## Provided data

+ + + + +

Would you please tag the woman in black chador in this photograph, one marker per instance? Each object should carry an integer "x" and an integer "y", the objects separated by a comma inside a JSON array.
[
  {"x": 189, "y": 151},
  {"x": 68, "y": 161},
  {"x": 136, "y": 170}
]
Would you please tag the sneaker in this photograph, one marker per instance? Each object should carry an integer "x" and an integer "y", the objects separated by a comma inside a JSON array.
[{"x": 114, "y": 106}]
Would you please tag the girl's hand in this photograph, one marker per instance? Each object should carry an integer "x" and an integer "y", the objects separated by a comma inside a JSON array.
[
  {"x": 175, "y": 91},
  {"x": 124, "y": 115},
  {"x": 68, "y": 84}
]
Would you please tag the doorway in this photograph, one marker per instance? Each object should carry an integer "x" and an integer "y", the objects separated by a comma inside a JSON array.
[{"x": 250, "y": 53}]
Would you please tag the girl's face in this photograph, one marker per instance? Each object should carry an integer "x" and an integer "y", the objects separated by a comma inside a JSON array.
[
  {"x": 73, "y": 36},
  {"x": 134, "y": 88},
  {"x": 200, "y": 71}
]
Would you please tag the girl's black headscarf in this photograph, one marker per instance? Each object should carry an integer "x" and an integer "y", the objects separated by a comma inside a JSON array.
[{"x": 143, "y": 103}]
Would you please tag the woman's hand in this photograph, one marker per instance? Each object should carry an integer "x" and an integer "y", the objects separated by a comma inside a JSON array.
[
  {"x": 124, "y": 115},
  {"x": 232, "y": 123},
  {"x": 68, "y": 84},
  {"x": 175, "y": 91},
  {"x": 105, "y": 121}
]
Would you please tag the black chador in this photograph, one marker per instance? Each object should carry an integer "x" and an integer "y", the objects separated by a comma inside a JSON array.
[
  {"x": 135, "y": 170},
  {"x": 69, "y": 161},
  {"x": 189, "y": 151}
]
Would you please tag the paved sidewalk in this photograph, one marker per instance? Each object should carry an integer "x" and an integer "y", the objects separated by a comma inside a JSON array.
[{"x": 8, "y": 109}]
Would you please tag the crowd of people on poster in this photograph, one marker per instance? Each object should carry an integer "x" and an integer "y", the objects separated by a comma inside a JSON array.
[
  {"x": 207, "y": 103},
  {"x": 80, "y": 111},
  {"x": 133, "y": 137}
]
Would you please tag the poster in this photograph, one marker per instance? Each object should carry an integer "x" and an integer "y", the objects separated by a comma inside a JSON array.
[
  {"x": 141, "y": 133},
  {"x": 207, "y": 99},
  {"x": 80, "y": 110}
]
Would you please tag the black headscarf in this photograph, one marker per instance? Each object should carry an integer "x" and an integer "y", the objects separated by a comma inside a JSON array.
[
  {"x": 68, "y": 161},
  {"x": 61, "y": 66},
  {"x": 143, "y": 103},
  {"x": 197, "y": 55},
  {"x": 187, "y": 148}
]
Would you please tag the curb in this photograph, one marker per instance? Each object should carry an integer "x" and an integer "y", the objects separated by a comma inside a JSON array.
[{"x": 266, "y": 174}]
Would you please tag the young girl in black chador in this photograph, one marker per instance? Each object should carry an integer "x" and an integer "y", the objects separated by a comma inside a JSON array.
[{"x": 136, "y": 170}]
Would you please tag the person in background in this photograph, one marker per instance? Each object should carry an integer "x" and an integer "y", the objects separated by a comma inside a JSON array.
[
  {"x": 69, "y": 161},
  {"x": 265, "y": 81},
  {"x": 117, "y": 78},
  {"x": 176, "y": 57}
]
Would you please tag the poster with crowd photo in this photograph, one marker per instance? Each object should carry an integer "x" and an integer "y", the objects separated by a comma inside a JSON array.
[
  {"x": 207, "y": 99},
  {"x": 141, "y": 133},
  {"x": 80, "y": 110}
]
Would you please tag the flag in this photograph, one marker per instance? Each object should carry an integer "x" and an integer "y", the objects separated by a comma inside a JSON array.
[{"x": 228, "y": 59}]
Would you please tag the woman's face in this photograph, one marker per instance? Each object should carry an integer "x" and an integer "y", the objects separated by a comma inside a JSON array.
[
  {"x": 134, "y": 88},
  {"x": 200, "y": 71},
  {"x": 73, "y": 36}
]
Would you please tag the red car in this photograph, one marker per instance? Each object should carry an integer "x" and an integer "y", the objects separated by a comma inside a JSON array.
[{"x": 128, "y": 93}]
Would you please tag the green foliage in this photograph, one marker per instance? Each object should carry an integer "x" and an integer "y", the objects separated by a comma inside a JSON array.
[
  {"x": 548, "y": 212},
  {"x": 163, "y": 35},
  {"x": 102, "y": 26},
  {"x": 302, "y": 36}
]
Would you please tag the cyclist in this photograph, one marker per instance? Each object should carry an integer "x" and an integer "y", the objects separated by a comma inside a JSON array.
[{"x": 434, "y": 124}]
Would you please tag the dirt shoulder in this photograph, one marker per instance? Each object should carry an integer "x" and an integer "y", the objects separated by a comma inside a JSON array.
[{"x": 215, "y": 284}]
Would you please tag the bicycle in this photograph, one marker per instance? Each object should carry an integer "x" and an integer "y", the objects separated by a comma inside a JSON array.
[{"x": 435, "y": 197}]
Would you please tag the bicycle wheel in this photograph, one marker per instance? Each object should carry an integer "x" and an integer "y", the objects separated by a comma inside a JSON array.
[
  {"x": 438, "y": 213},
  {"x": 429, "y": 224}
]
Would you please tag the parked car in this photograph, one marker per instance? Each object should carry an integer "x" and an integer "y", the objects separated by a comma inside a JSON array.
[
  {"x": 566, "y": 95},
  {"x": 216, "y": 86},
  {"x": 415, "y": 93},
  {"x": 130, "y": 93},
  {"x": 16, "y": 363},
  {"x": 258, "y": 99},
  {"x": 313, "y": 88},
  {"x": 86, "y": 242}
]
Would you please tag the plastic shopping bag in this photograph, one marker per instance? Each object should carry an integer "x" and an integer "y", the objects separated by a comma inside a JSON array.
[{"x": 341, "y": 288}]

+ + + + +

## Instruction
Put every line of the material above into a JSON list of strings, one string per line, leaving out any blank lines.

## Finished exercise
[
  "Would you please tag the woman in black chador in this photograph, one marker per instance? Each object should carry an integer \"x\" and an integer \"y\", the objects separated by a comma inside a JSON array.",
  "[",
  "  {\"x\": 189, \"y\": 151},",
  "  {\"x\": 68, \"y\": 161},",
  "  {\"x\": 136, \"y\": 170}",
  "]",
  "Would you please tag the sneaker in this photograph, one marker per instance? Each object should carry an integer \"x\" and an integer \"y\", the objects separated by a comma inside a JSON array.",
  "[{\"x\": 114, \"y\": 106}]",
  "Would you please tag the girl's hand in this photograph, one marker per instance? Each object should carry an integer \"x\" and an integer \"y\", the objects separated by a comma inside a JSON array.",
  "[",
  "  {\"x\": 175, \"y\": 91},",
  "  {\"x\": 124, \"y\": 115},",
  "  {\"x\": 68, \"y\": 84}",
  "]",
  "Would you please tag the doorway in this photograph, one marker per instance? Each object should carry an integer \"x\" and an integer \"y\", the objects separated by a comma inside a JSON array.",
  "[{\"x\": 250, \"y\": 53}]",
  "Would you please tag the girl's face in this photograph, one marker per instance? Each object should carry an integer \"x\" and an integer \"y\", the objects separated by a comma inside a JSON array.",
  "[",
  "  {\"x\": 73, \"y\": 36},",
  "  {\"x\": 134, \"y\": 88},",
  "  {\"x\": 200, \"y\": 71}",
  "]",
  "Would you please tag the girl's black headscarf in this photograph, one marker per instance? Each object should carry an integer \"x\" and an integer \"y\", the objects separated by a comma inside a JSON array.",
  "[{\"x\": 143, \"y\": 103}]",
  "Would you please tag the woman's hand in this photograph, one marker per instance? Each object should carry an integer \"x\" and an integer \"y\", the objects separated by a comma inside a JSON array.",
  "[",
  "  {\"x\": 124, \"y\": 115},",
  "  {\"x\": 232, \"y\": 123},",
  "  {\"x\": 68, \"y\": 84},",
  "  {\"x\": 175, \"y\": 91},",
  "  {\"x\": 105, \"y\": 121}",
  "]",
  "Would you please tag the black chador in this photograph, one marker per instance? Each object should carry an integer \"x\" and an integer \"y\", the objects separated by a comma inside a JSON array.",
  "[",
  "  {\"x\": 135, \"y\": 170},",
  "  {\"x\": 69, \"y\": 161},",
  "  {\"x\": 189, \"y\": 151}",
  "]",
  "Would you please tag the paved sidewalk in this photograph, one marker per instance? Each object should carry an integer \"x\" and an integer \"y\", the objects separated by a comma inside a JSON array.",
  "[{\"x\": 8, \"y\": 109}]",
  "Would you please tag the crowd of people on poster in this photograph, one marker per instance? Each object should carry an integer \"x\" and an integer \"y\", the objects separated by a comma inside a JSON array.",
  "[",
  "  {\"x\": 207, \"y\": 103},",
  "  {\"x\": 80, \"y\": 111},",
  "  {\"x\": 133, \"y\": 137}",
  "]",
  "Would you please tag the poster in this photograph, one marker per instance? Each object should carry an integer \"x\" and an integer \"y\", the objects separated by a comma inside a JSON array.",
  "[",
  "  {\"x\": 141, \"y\": 133},",
  "  {\"x\": 207, \"y\": 99},",
  "  {\"x\": 80, \"y\": 110}",
  "]",
  "Would you please tag the black headscarf in this photograph, one marker per instance? Each object should carry an integer \"x\" and an integer \"y\", the objects separated by a comma inside a JSON array.",
  "[",
  "  {\"x\": 68, \"y\": 161},",
  "  {\"x\": 61, \"y\": 66},",
  "  {\"x\": 143, \"y\": 103},",
  "  {\"x\": 197, \"y\": 55},",
  "  {\"x\": 187, \"y\": 148}",
  "]",
  "Would you please tag the curb in this photograph, one marker per instance? Each object should carry an integer \"x\" and an integer \"y\", the objects separated by a comma inside a JSON array.",
  "[{\"x\": 266, \"y\": 174}]",
  "Would you please tag the young girl in black chador in this photograph, one marker per instance? Each object should carry an integer \"x\" and an integer \"y\", the objects separated by a comma inside a JSON array.",
  "[{\"x\": 136, \"y\": 170}]",
  "Would you please tag the person in background in this photograph, one marker per instance? Each object should carry an integer \"x\" and an integer \"y\", the objects separated by a comma inside a JSON array.",
  "[",
  "  {\"x\": 69, \"y\": 161},",
  "  {\"x\": 265, \"y\": 81},",
  "  {\"x\": 117, \"y\": 78},",
  "  {\"x\": 176, \"y\": 57}",
  "]",
  "Would you please tag the poster with crowd photo in this photograph, one marker per instance? Each object should carry an integer \"x\" and an integer \"y\", the objects separated by a comma inside a JSON array.",
  "[",
  "  {\"x\": 207, \"y\": 99},",
  "  {\"x\": 141, \"y\": 133},",
  "  {\"x\": 80, \"y\": 110}",
  "]",
  "Would you please tag the flag in this photograph, one marker per instance? Each object should carry an integer \"x\" and an integer \"y\", the objects separated by a comma inside a JSON array.",
  "[{\"x\": 228, \"y\": 59}]",
  "Would you please tag the woman's face in this photograph, one marker per instance? Each object should carry an integer \"x\" and an integer \"y\", the objects separated by a comma inside a JSON array.",
  "[",
  "  {\"x\": 134, \"y\": 88},",
  "  {\"x\": 200, \"y\": 71},",
  "  {\"x\": 73, \"y\": 36}",
  "]",
  "Would you please tag the red car in this photograph, one marker per instance? Each object should carry an integer \"x\" and an integer \"y\", the objects separated by a comma inside a JSON array.",
  "[{\"x\": 128, \"y\": 93}]",
  "Would you please tag the green foliage in this photograph, one marker per instance? Each object should carry an integer \"x\" and an integer \"y\", the objects separated by a comma inside a JSON array.",
  "[",
  "  {\"x\": 548, \"y\": 212},",
  "  {\"x\": 163, \"y\": 35},",
  "  {\"x\": 102, \"y\": 26},",
  "  {\"x\": 302, \"y\": 36}",
  "]",
  "Would you please tag the cyclist in this photograph, one marker per instance? Each object should carry an integer \"x\" and an integer \"y\", the objects separated by a comma inside a JSON array.",
  "[{\"x\": 434, \"y\": 124}]",
  "Would you please tag the dirt shoulder in this photograph, one marker per instance? Each object should carry an integer \"x\" and an integer \"y\", the objects separated by a comma inside a JSON array.",
  "[{\"x\": 215, \"y\": 284}]",
  "Would you please tag the bicycle in this photograph, one marker per instance? Each object should carry an integer \"x\" and an integer \"y\", the objects separated by a comma inside a JSON array.",
  "[{\"x\": 435, \"y\": 197}]",
  "Would you please tag the bicycle wheel in this photograph, one marker per instance? Each object should carry an integer \"x\" and an integer \"y\", the objects separated by a comma inside a JSON array.",
  "[",
  "  {\"x\": 438, \"y\": 213},",
  "  {\"x\": 429, \"y\": 224}",
  "]",
  "Would you please tag the parked car in this photograph, one marker per instance? Each object should carry an integer \"x\" and an integer \"y\", the objects separated by a comma inside a JSON array.",
  "[",
  "  {\"x\": 566, \"y\": 95},",
  "  {\"x\": 216, \"y\": 86},",
  "  {\"x\": 415, \"y\": 93},",
  "  {\"x\": 130, \"y\": 93},",
  "  {\"x\": 16, \"y\": 363},",
  "  {\"x\": 258, \"y\": 99},",
  "  {\"x\": 313, \"y\": 88},",
  "  {\"x\": 86, \"y\": 242}",
  "]",
  "Would you please tag the plastic shopping bag in this photograph, one marker per instance? Each object should carry an integer \"x\" and an integer \"y\", the objects separated by a comma inside a JSON array.",
  "[{\"x\": 341, \"y\": 288}]"
]